Data for this task:
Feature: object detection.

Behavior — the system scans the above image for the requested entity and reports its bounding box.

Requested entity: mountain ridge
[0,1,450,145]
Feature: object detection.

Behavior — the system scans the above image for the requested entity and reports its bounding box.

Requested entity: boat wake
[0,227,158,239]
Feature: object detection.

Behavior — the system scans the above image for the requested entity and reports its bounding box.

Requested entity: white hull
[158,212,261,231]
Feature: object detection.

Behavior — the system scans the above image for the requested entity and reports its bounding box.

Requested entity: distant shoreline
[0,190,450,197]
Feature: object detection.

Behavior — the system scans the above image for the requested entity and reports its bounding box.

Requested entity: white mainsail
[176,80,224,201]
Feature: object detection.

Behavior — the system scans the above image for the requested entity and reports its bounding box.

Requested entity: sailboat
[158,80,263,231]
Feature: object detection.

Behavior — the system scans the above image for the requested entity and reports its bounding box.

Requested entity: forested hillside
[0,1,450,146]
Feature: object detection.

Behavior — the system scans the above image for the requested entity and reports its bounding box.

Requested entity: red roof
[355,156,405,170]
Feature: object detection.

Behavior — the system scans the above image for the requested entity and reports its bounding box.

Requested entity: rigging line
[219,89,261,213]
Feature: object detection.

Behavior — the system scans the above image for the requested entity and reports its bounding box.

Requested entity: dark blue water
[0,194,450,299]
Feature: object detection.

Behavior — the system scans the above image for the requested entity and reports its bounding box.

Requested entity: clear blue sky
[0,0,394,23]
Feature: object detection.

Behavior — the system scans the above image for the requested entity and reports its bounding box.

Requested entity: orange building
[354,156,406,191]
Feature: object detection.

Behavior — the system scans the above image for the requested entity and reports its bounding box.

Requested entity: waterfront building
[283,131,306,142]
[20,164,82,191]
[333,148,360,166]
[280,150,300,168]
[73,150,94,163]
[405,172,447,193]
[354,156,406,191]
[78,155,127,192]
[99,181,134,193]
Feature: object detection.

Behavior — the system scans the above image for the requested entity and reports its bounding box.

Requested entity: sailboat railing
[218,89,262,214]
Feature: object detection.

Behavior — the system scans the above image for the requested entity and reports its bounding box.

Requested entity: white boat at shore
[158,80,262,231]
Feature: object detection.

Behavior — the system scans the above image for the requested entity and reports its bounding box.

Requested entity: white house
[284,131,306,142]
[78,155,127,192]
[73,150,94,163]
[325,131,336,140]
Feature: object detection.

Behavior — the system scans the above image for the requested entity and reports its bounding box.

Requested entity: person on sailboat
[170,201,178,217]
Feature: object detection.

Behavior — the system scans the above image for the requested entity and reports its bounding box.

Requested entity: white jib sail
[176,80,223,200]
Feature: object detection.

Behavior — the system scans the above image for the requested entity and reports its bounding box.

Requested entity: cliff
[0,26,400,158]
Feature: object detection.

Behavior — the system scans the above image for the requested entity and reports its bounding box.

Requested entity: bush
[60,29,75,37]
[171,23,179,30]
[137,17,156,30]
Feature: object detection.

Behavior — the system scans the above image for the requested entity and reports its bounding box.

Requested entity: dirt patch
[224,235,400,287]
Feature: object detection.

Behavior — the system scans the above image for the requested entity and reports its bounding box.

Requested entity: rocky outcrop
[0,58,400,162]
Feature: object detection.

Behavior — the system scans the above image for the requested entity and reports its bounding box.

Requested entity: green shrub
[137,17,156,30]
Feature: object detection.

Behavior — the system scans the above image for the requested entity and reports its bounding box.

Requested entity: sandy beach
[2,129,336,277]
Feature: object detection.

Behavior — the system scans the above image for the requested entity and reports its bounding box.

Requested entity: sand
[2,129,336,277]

* * *

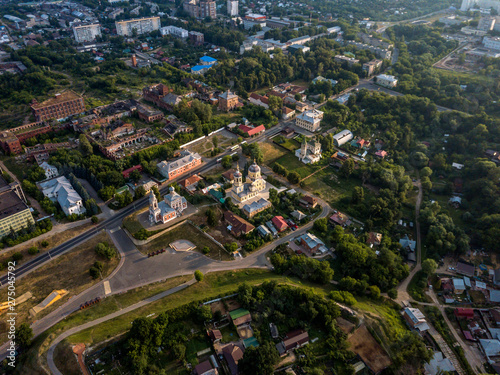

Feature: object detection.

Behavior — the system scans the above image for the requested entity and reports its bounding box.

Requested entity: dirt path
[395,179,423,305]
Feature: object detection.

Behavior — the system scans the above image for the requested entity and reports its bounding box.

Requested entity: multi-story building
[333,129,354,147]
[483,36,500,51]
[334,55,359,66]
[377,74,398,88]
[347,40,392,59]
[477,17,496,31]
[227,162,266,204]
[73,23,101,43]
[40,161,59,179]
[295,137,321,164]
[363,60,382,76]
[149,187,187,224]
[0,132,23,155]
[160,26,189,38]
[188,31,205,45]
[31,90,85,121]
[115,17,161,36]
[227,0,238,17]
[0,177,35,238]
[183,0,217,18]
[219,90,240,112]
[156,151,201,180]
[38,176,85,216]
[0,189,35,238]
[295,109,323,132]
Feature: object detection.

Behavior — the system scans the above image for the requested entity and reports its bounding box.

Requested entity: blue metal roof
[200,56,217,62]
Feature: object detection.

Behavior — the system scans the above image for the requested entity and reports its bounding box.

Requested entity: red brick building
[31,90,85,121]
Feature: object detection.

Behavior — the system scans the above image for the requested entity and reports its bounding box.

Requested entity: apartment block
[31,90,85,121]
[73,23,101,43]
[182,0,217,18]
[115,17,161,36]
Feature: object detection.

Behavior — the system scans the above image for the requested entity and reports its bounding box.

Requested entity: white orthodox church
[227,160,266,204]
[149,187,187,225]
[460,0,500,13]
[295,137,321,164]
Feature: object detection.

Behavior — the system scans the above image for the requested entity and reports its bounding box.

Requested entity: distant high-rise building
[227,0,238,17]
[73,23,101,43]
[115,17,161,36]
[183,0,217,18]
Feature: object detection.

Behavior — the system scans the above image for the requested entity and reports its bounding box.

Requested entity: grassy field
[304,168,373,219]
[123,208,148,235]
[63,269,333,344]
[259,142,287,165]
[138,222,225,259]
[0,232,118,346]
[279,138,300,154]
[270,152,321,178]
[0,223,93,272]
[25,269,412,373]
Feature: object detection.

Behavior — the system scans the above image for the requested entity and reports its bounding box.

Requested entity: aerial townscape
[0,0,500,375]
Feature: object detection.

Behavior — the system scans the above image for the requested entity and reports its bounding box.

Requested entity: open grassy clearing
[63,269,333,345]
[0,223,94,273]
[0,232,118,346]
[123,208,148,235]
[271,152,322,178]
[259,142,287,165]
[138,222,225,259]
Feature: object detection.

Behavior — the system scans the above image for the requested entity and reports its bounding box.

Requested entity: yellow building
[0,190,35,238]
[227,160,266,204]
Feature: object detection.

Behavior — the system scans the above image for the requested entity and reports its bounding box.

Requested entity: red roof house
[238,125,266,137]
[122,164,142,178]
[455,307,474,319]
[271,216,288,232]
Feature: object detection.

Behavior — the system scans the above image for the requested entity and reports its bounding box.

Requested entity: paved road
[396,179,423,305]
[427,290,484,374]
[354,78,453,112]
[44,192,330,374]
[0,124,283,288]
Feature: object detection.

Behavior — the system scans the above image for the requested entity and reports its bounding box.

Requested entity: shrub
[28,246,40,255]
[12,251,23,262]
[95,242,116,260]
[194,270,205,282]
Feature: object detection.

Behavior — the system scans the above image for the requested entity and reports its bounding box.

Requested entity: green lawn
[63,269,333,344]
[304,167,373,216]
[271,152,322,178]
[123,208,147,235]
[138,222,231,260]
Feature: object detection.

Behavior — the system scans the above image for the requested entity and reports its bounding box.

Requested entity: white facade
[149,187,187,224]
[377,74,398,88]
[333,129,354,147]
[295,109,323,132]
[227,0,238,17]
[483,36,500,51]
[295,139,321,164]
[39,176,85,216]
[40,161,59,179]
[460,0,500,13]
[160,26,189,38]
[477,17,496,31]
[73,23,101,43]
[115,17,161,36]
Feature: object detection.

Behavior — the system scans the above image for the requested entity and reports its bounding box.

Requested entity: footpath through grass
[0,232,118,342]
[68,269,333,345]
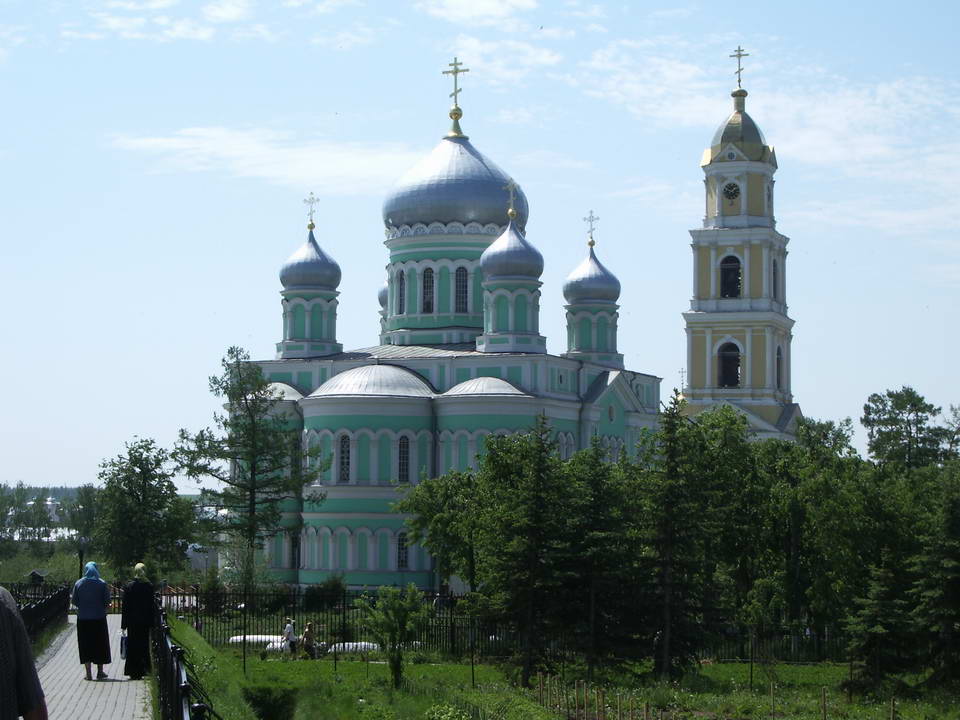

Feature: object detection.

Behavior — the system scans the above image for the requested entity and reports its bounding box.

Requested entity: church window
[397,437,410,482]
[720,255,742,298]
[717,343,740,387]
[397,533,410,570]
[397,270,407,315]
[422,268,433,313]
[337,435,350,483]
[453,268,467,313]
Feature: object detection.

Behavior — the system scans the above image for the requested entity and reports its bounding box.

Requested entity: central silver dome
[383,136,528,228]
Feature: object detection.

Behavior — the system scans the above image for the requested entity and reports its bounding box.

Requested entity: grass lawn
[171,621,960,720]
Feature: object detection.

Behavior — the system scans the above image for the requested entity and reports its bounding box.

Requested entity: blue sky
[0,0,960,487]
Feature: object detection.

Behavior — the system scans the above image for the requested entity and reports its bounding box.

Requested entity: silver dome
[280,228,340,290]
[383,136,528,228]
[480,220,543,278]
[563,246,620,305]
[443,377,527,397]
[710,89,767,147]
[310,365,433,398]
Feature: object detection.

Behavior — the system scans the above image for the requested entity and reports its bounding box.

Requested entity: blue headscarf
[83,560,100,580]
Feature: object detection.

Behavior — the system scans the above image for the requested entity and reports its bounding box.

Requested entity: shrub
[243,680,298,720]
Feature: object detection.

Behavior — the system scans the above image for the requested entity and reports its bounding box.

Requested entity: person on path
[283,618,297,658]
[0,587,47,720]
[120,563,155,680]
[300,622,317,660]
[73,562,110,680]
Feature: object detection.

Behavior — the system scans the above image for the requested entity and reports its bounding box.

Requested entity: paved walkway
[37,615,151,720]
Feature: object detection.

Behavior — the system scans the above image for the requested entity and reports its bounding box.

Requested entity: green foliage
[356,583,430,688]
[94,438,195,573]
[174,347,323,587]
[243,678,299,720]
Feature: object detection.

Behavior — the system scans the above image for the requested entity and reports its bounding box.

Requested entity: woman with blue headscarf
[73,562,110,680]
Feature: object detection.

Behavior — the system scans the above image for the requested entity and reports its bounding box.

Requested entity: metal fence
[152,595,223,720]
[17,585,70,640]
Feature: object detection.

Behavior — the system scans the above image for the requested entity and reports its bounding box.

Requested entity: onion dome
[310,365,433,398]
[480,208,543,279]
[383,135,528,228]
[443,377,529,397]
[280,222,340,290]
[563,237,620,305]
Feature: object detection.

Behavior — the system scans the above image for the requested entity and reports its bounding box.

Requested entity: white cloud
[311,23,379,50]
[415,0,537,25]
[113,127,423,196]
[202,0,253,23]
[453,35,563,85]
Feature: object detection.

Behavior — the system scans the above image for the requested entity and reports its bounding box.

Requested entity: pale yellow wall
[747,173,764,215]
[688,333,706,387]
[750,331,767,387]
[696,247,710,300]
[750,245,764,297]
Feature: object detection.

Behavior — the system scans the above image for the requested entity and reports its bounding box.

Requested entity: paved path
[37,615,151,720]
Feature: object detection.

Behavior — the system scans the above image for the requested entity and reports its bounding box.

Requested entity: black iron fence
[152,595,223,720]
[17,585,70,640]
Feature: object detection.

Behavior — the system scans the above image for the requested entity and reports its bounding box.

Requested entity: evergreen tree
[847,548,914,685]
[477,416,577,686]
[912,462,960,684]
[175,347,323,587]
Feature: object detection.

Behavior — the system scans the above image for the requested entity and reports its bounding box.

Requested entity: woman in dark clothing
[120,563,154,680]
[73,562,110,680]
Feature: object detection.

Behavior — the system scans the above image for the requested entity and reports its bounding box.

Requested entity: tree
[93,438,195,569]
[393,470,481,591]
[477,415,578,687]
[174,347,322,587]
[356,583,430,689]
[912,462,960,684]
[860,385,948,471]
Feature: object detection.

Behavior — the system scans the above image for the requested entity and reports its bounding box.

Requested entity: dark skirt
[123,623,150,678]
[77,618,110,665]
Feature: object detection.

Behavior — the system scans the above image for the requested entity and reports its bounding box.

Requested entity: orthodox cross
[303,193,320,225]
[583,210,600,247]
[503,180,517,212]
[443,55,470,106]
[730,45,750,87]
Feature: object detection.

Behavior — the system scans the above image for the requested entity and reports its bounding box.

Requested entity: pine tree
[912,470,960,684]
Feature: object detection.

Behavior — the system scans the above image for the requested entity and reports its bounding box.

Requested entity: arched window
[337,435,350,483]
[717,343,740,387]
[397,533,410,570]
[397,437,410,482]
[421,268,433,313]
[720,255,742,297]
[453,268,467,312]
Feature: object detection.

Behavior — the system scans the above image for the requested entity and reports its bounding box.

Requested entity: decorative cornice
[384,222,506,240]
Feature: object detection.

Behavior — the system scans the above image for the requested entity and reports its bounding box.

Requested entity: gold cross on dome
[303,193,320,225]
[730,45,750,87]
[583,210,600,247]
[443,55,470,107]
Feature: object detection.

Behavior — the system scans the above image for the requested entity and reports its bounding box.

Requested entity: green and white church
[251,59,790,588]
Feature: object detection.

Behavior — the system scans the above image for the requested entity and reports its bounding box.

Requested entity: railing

Problem to solve:
Copy out every line of the records above that contains the string "metal". Case counts.

Exercise solution:
Requested entity: blue metal roof
Requested entity: metal fence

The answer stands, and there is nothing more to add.